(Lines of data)

** begin **

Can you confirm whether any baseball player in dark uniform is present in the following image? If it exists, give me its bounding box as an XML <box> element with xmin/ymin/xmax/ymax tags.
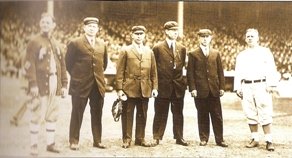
<box><xmin>24</xmin><ymin>13</ymin><xmax>68</xmax><ymax>155</ymax></box>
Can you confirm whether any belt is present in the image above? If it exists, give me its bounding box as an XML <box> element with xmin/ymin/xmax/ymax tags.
<box><xmin>49</xmin><ymin>72</ymin><xmax>57</xmax><ymax>76</ymax></box>
<box><xmin>243</xmin><ymin>79</ymin><xmax>266</xmax><ymax>83</ymax></box>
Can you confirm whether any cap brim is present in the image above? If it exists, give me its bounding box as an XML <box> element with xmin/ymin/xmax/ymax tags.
<box><xmin>133</xmin><ymin>30</ymin><xmax>144</xmax><ymax>33</ymax></box>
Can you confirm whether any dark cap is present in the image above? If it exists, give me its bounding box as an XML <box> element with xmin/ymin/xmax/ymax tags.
<box><xmin>164</xmin><ymin>21</ymin><xmax>178</xmax><ymax>30</ymax></box>
<box><xmin>131</xmin><ymin>25</ymin><xmax>146</xmax><ymax>33</ymax></box>
<box><xmin>83</xmin><ymin>17</ymin><xmax>99</xmax><ymax>25</ymax></box>
<box><xmin>197</xmin><ymin>29</ymin><xmax>213</xmax><ymax>36</ymax></box>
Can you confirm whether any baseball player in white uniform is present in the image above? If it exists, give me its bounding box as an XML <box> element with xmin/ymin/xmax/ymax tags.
<box><xmin>234</xmin><ymin>28</ymin><xmax>279</xmax><ymax>151</ymax></box>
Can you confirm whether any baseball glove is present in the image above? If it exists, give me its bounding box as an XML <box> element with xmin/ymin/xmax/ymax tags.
<box><xmin>112</xmin><ymin>99</ymin><xmax>123</xmax><ymax>122</ymax></box>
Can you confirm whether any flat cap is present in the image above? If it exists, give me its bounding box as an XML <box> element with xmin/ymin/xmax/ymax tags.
<box><xmin>131</xmin><ymin>25</ymin><xmax>146</xmax><ymax>33</ymax></box>
<box><xmin>197</xmin><ymin>29</ymin><xmax>213</xmax><ymax>36</ymax></box>
<box><xmin>83</xmin><ymin>17</ymin><xmax>99</xmax><ymax>25</ymax></box>
<box><xmin>164</xmin><ymin>21</ymin><xmax>178</xmax><ymax>30</ymax></box>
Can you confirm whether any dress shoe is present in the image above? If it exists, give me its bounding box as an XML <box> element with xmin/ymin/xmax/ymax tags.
<box><xmin>151</xmin><ymin>139</ymin><xmax>159</xmax><ymax>146</ymax></box>
<box><xmin>122</xmin><ymin>141</ymin><xmax>131</xmax><ymax>149</ymax></box>
<box><xmin>93</xmin><ymin>143</ymin><xmax>106</xmax><ymax>149</ymax></box>
<box><xmin>10</xmin><ymin>116</ymin><xmax>18</xmax><ymax>126</ymax></box>
<box><xmin>47</xmin><ymin>143</ymin><xmax>60</xmax><ymax>153</ymax></box>
<box><xmin>70</xmin><ymin>144</ymin><xmax>79</xmax><ymax>150</ymax></box>
<box><xmin>30</xmin><ymin>144</ymin><xmax>38</xmax><ymax>156</ymax></box>
<box><xmin>266</xmin><ymin>141</ymin><xmax>275</xmax><ymax>151</ymax></box>
<box><xmin>200</xmin><ymin>140</ymin><xmax>207</xmax><ymax>146</ymax></box>
<box><xmin>245</xmin><ymin>139</ymin><xmax>259</xmax><ymax>148</ymax></box>
<box><xmin>176</xmin><ymin>139</ymin><xmax>190</xmax><ymax>146</ymax></box>
<box><xmin>216</xmin><ymin>141</ymin><xmax>228</xmax><ymax>148</ymax></box>
<box><xmin>135</xmin><ymin>139</ymin><xmax>152</xmax><ymax>147</ymax></box>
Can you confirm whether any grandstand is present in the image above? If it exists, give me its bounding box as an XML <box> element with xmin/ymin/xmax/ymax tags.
<box><xmin>0</xmin><ymin>1</ymin><xmax>292</xmax><ymax>91</ymax></box>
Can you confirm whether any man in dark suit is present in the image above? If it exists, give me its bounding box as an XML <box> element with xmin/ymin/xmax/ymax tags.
<box><xmin>153</xmin><ymin>21</ymin><xmax>189</xmax><ymax>146</ymax></box>
<box><xmin>116</xmin><ymin>26</ymin><xmax>158</xmax><ymax>148</ymax></box>
<box><xmin>65</xmin><ymin>17</ymin><xmax>107</xmax><ymax>150</ymax></box>
<box><xmin>187</xmin><ymin>29</ymin><xmax>228</xmax><ymax>147</ymax></box>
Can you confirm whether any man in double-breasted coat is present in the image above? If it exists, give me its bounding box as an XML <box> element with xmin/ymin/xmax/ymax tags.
<box><xmin>116</xmin><ymin>25</ymin><xmax>158</xmax><ymax>148</ymax></box>
<box><xmin>187</xmin><ymin>29</ymin><xmax>228</xmax><ymax>147</ymax></box>
<box><xmin>65</xmin><ymin>17</ymin><xmax>107</xmax><ymax>150</ymax></box>
<box><xmin>153</xmin><ymin>21</ymin><xmax>189</xmax><ymax>146</ymax></box>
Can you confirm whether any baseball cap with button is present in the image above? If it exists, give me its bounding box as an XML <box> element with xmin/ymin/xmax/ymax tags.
<box><xmin>197</xmin><ymin>29</ymin><xmax>213</xmax><ymax>36</ymax></box>
<box><xmin>131</xmin><ymin>25</ymin><xmax>146</xmax><ymax>33</ymax></box>
<box><xmin>83</xmin><ymin>17</ymin><xmax>99</xmax><ymax>25</ymax></box>
<box><xmin>164</xmin><ymin>21</ymin><xmax>178</xmax><ymax>30</ymax></box>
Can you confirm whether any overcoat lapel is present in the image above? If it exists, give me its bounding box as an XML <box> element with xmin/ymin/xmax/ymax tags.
<box><xmin>131</xmin><ymin>45</ymin><xmax>142</xmax><ymax>60</ymax></box>
<box><xmin>82</xmin><ymin>35</ymin><xmax>94</xmax><ymax>52</ymax></box>
<box><xmin>163</xmin><ymin>41</ymin><xmax>174</xmax><ymax>57</ymax></box>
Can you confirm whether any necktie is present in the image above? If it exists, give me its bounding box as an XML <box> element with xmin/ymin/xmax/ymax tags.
<box><xmin>205</xmin><ymin>47</ymin><xmax>209</xmax><ymax>57</ymax></box>
<box><xmin>170</xmin><ymin>42</ymin><xmax>176</xmax><ymax>69</ymax></box>
<box><xmin>90</xmin><ymin>39</ymin><xmax>94</xmax><ymax>47</ymax></box>
<box><xmin>170</xmin><ymin>42</ymin><xmax>174</xmax><ymax>53</ymax></box>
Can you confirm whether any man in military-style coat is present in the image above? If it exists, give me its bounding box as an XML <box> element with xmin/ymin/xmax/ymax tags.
<box><xmin>116</xmin><ymin>25</ymin><xmax>158</xmax><ymax>148</ymax></box>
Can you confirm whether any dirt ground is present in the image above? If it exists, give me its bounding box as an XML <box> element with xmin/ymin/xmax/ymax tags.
<box><xmin>0</xmin><ymin>77</ymin><xmax>292</xmax><ymax>158</ymax></box>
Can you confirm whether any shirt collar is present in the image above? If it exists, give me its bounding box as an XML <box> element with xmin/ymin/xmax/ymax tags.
<box><xmin>166</xmin><ymin>38</ymin><xmax>175</xmax><ymax>48</ymax></box>
<box><xmin>85</xmin><ymin>35</ymin><xmax>95</xmax><ymax>43</ymax></box>
<box><xmin>133</xmin><ymin>42</ymin><xmax>143</xmax><ymax>48</ymax></box>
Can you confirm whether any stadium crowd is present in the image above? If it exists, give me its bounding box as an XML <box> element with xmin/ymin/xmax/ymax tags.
<box><xmin>0</xmin><ymin>13</ymin><xmax>292</xmax><ymax>80</ymax></box>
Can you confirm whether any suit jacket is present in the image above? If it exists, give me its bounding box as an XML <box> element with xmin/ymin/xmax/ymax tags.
<box><xmin>187</xmin><ymin>47</ymin><xmax>225</xmax><ymax>98</ymax></box>
<box><xmin>65</xmin><ymin>35</ymin><xmax>107</xmax><ymax>97</ymax></box>
<box><xmin>24</xmin><ymin>34</ymin><xmax>68</xmax><ymax>96</ymax></box>
<box><xmin>116</xmin><ymin>45</ymin><xmax>158</xmax><ymax>98</ymax></box>
<box><xmin>153</xmin><ymin>41</ymin><xmax>187</xmax><ymax>98</ymax></box>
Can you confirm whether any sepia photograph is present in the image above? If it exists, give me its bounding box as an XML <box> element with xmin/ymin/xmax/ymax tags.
<box><xmin>0</xmin><ymin>0</ymin><xmax>292</xmax><ymax>158</ymax></box>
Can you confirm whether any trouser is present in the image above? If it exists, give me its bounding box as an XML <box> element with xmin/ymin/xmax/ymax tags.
<box><xmin>122</xmin><ymin>98</ymin><xmax>149</xmax><ymax>142</ymax></box>
<box><xmin>69</xmin><ymin>83</ymin><xmax>104</xmax><ymax>144</ymax></box>
<box><xmin>194</xmin><ymin>94</ymin><xmax>223</xmax><ymax>143</ymax></box>
<box><xmin>153</xmin><ymin>92</ymin><xmax>184</xmax><ymax>140</ymax></box>
<box><xmin>29</xmin><ymin>75</ymin><xmax>59</xmax><ymax>145</ymax></box>
<box><xmin>242</xmin><ymin>82</ymin><xmax>273</xmax><ymax>125</ymax></box>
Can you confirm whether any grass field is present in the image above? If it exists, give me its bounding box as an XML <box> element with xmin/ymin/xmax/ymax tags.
<box><xmin>0</xmin><ymin>77</ymin><xmax>292</xmax><ymax>158</ymax></box>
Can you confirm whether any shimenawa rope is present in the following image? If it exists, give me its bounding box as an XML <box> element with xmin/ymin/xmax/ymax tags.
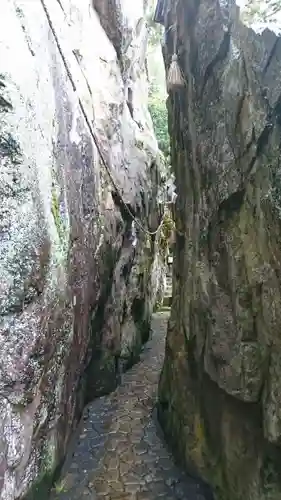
<box><xmin>40</xmin><ymin>0</ymin><xmax>163</xmax><ymax>236</ymax></box>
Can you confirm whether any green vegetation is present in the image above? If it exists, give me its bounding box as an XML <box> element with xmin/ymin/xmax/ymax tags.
<box><xmin>52</xmin><ymin>188</ymin><xmax>64</xmax><ymax>241</ymax></box>
<box><xmin>148</xmin><ymin>84</ymin><xmax>170</xmax><ymax>158</ymax></box>
<box><xmin>159</xmin><ymin>213</ymin><xmax>175</xmax><ymax>260</ymax></box>
<box><xmin>242</xmin><ymin>0</ymin><xmax>281</xmax><ymax>24</ymax></box>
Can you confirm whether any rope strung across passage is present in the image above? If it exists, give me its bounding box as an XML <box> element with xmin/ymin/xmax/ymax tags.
<box><xmin>40</xmin><ymin>0</ymin><xmax>163</xmax><ymax>236</ymax></box>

** end **

| Stated task |
Render the part of the records that opens with the line containing "Can you confirm whether any green" and runs through the end of the records as a Markdown table with the columns Row and Line. Number each line, and omit any blank lines.

| Answer to this problem |
| Row | Line |
|---|---|
| 1 | Can you confirm whether any green vegetation is present in the image above? If it exists, give me its bounding box as an XML <box> element with xmin/ymin/xmax/ymax tags. |
| 2 | <box><xmin>52</xmin><ymin>188</ymin><xmax>64</xmax><ymax>241</ymax></box> |
| 3 | <box><xmin>148</xmin><ymin>84</ymin><xmax>170</xmax><ymax>158</ymax></box> |
| 4 | <box><xmin>159</xmin><ymin>213</ymin><xmax>175</xmax><ymax>260</ymax></box> |
| 5 | <box><xmin>242</xmin><ymin>0</ymin><xmax>281</xmax><ymax>24</ymax></box> |
| 6 | Can you confirm whether any rope strung across passage is present in the image above? If it exists, give me its bounding box as an XML <box> element with xmin/ymin/xmax/ymax tags. |
| 7 | <box><xmin>40</xmin><ymin>0</ymin><xmax>163</xmax><ymax>236</ymax></box> |